Document extract
Como multiplicacion de escalares.

In [18]:
a = np.array([[4.,5.],
              [1.,3.],
              [9.,0.]])

b = np.array([[2.,2.],
              [2.,2.],
              [2.,2.]])

a_tensor = torch.tensor(a, requires_grad=True)
b_tensor = torch.tensor(b, requires_grad=True)
c_tensor = a_tensor * b_tensor
c_tensor.retain_grad()
c_tensor.sum().backward()

In [17]:
print('a_grad_tensor:\n', a_tensor.grad, end='\n'*2)
print('b_grad_tensor:\n', b_tensor.grad, end='\n'*2)
print('c_grad_tensor:\n', c_tensor.grad, end='\n'*2)

a_grad_tensor:
 tensor([[6., 6.],
        [6., 6.],
        [6., 6.]], dtype=torch.float64)

b_grad_tensor:
 tensor([[12., 15.],
        [ 3.,  9.],
        [27.,  0.]], dtype=torch.float64)

c_grad_tensor:
 tensor([[3., 3.],
        [3., 3.],
        [3., 3.]], dtype=torch.float64)



## Add

Parece que vuelve a ser Hadamard product, cosa que makes sense.

$$
\frac{\partial sum}{\partial a} = \frac{\partial sum}{\partial sum}  
                                  \frac{\partial sum}{\partial c} 
                                  \frac{\partial c}{\partial a}\\
\frac{\partial sum}{\partial a} = 1
                                  \frac{\partial sum}{\partial c} 
                                  \frac{\partial c}{\partial a}\\
\frac{\partial c_{1,1}}{\partial a_{1,1}} = a_{1,1} + b_{1,1} = 1
$$

In [27]:
a = np.array([[4.,5.],
              [1.,3.],
              [9.,0.]])

b = np.array([[2.,2.],
              [2.,2.],
              [2.,2.]])

a_tensor = torch.tensor(a, requires_grad=True)
b_tensor = torch.tensor(b, requires_grad=True)
c_tensor = a_tensor + b_tensor
c_tensor.retain_grad()
(c_tensor.sum()*3).backward()

Material shown
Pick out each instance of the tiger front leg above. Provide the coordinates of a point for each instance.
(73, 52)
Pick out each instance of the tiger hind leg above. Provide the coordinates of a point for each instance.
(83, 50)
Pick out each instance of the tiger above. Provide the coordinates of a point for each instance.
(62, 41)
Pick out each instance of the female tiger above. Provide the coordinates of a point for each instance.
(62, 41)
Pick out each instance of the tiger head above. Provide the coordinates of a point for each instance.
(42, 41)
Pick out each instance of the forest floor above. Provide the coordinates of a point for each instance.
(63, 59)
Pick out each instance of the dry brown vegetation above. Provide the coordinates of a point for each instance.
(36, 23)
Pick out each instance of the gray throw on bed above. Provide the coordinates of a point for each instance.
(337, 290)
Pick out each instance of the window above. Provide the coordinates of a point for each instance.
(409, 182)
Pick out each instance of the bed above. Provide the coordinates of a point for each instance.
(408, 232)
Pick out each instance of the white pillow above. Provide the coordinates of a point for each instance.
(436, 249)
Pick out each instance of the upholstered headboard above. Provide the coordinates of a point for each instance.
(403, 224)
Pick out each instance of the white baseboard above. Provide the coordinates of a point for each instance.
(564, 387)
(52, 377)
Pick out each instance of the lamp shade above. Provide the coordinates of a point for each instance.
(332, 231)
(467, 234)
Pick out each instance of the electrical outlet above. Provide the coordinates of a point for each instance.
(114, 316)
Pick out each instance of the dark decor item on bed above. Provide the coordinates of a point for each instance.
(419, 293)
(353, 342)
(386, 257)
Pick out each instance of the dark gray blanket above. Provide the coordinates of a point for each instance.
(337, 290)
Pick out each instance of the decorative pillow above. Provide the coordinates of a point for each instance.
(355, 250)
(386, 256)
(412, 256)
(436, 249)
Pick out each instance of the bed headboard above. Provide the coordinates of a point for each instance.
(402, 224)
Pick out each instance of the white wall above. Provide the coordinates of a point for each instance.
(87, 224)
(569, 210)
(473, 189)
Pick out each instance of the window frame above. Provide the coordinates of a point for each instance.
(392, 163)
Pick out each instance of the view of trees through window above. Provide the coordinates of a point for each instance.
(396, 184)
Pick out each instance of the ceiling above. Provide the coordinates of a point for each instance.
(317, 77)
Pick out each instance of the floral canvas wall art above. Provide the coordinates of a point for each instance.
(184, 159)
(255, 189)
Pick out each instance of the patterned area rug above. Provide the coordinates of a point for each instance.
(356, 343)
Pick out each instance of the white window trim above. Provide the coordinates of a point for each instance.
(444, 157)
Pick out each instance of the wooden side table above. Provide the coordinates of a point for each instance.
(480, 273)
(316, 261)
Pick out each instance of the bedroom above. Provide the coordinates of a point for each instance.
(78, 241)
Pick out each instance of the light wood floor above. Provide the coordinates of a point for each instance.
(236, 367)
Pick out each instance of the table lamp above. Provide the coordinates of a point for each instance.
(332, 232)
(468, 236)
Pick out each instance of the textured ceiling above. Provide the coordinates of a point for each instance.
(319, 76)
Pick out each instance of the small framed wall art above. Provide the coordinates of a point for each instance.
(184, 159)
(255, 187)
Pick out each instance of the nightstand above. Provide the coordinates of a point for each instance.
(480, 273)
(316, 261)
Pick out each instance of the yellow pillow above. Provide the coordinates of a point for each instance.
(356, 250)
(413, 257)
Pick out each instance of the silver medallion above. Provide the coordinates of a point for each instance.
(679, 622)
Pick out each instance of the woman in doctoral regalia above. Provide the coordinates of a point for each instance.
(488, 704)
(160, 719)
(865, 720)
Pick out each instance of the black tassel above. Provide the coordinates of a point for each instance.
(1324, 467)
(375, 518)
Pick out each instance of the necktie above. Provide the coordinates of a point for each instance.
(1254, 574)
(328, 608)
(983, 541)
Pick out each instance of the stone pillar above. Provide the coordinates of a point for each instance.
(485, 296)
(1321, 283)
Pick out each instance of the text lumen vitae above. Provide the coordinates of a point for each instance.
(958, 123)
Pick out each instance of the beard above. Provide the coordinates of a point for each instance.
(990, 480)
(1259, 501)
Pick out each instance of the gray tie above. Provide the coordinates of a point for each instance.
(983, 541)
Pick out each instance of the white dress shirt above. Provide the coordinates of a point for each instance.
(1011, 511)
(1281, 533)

Tasks to perform
1/ Reproduce the passage of the PyTorch notebook excerpt verbatim, starting at "c_tensor = a_tensor *" and ending at "print('b_grad_tensor:\n', b_tensor.grad, end='\n'*2)".
2/ In the PyTorch notebook excerpt, what dtype do the printed gradient tensors have?
3/ What are all the input cell labels of the form "In [n]" that appear in the PyTorch notebook excerpt?
You will not need the listing.

Responses
1/
c_tensor = a_tensor * b_tensor
c_tensor.retain_grad()
c_tensor.sum().backward()

In [17]:
print('a_grad_tensor:\n', a_tensor.grad, end='\n'*2)
print('b_grad_tensor:\n', b_tensor.grad, end='\n'*2)

2/ torch.float64

3/ In [18], In [17], In [27]